▶ **Questões do material**:
- 1) Transcreva literalmente o trecho do texto sobre o Programa Cisternas entre "Assim, portanto, a" e "miséria no Semiárido.", inclusive.
- 2) Como segue o texto sobre o Programa Cisternas? Retome-o a partir do ponto em que ele termina.

▶ **Trecho apresentado**:

Vinte anos após conseguir transformar em política pública a democratização da principal tecnologia social para armazenamento da água da chuva, a Articulação Semiárido Brasileiro (ASA) comemora o retorno do Programa Cisternas. Essa retomada teve como ponto de partida a homologação de um acordo extrajudicial entre o Ministério do Desenvolvimento e Assistência Social, Família e Combate à Fome (MDS) e a Associação Programa Um Milhão de Cisternas (AP1MC).
Com a decisão ratificada, em julho, pelo Tribunal Regional Federal da 5ª Região (TRF5), a AP1MC - Organização da sociedade civil de interesse público (Oscip) que representa a ASA - terá reajuste nos valores e extensão no prazo para cumprir o Plano de Trabalho aprovado ainda em 2019. A conciliação vai permitir a liberação de R$ 16 milhões para a construção de cisternas que beneficiarão 1.188 famílias e 216 escolas no Nordeste e em Minas Gerais.
“A consultoria jurídica do MDS, junto com a Procuradoria Regional da União conseguiu lograr um acordo que possibilita a AP1MC, parceiro histórico na construção de cisternas pelo Semiárido, voltar a participar dessa ação, com a segurança jurídica necessária, seguindo todos os procedimentos administrativos”, afirmou João Paulo Santos, consultor jurídico do MDS.
Assim, portanto, a ASA e o MDS encerram o desmonte que começou ainda no Governo Temer e foi concretizado na gestão Bolsonaro que, por meio do Ministério da Cidadania à época, praticamente paralisou o Programa Cisternas, aumentando a fome e a miséria no Semiárido.
Esse ataque à principal política pública de convivência com a seca obrigou a rede de organizações sociais a lançar a campanha "Tenho Sede” para que o direito à água pudesse ser minimamente garantido às famílias que vivem em situação de insegurança hídrica grave.
ENTENDA O CASO-Em 2019, o Ministério da Cidadania publicou o Chamamento Público Nº 11/2019 para o Programa Cisternas. Para impedir a atuação da AP1MC, responsável pela construção de mais da metade de todos os reservatórios desse tipo no Semiárido desde 2003, a pasta criou novas regras que inviabilizavam a participação da ASA.
Por força de uma decisão da Justiça Federal, a AP1MC conseguiu participar do certame e ficou em primeiro lugar nos três lotes. O ministério, seguindo as diretrizes do então presidente Jair Bolsonaro, que tinha como premissa a destruição das políticas públicas, tentou impedir o cumprimento do edital e passou a fazer novas manobras e impor burocracias.

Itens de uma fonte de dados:

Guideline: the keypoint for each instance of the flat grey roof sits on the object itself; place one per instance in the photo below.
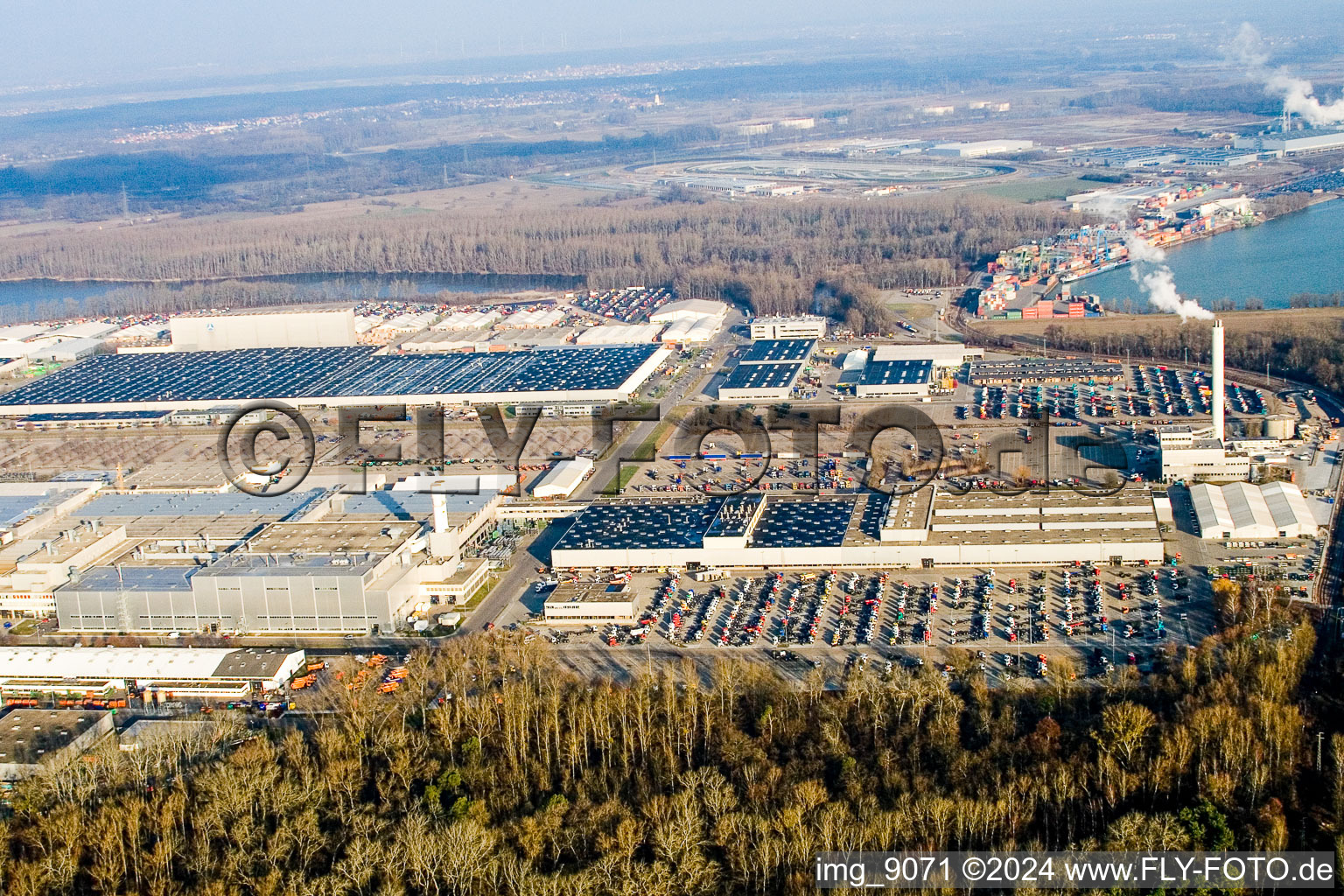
(195, 504)
(411, 506)
(27, 735)
(135, 578)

▶ **Respostas da atividade**:
- 1)
Assim, portanto, a ASA e o MDS encerram o desmonte que começou ainda no Governo Temer e foi concretizado na gestão Bolsonaro que, por meio do Ministério da Cidadania à época, praticamente paralisou o Programa Cisternas, aumentando a fome e a miséria no Semiárido.

- 2)
De forma inédita, o Ministério da Cidadania proibiu que a mesma organização vencedora pudesse ser contratada em mais de um lote. Nesse sentido, para os outros dois lotes foram classificadas a Cáritas Brasileira e a Associação de Orientação às Cooperativas do Nordeste (Assocene). A AP1MC optou pelo Lote 01, no valor de R$ 50.070.212,38, que levaria 4.047 cisternas para os estados de Minas Gerais, Paraíba, Pernambuco, Rio Grande do Norte e Sergipe.
“O contrato foi assinado em dezembro de 2019, mas somente em 24 de março de 2021, 15 meses depois, foi repassado o valor da primeira parcela. Em períodos normais os valores já estariam defasados. Com a pandemia da Covid-19 no processo, esse quadro se agravou ainda mais”, denunciou a ASA em carta pública à sociedade divulgada no fim de 2021.
A inviabilidade financeira foi confirmada pela própria consultoria jurídica do Ministério da Cidadania, no entanto, o orçamento não foi ajustado e os valores permaneceram defasados. Assim, a pasta impediu a execução do Programa Cisternas, mesmo depois de inúmeras tentativas de diálogo.
As medidas tomadas pelo governo do ex-presidente Bolsonaro fizeram com que os dois últimos anos fossem os piores da história do Programa Cisternas, com apenas 4,3 mil cisternas entregues em 2021 e 5,9 mil em 2022.
EXPANSÃO-O Programa Cisternas começou a ser executado em 2003, inspirado no Programa de Formação e Mobilização Social para a Convivência com o Semiárido: Um Milhão de Cisternas, criado pela ASA, em 1999.
Responsável por mudar a paisagem e a condição sócio-econômica do Semiárido brasileiro, a política se expandiu para outras áreas e atualmente tem experiências em outros biomas, inclusive o Amazônico.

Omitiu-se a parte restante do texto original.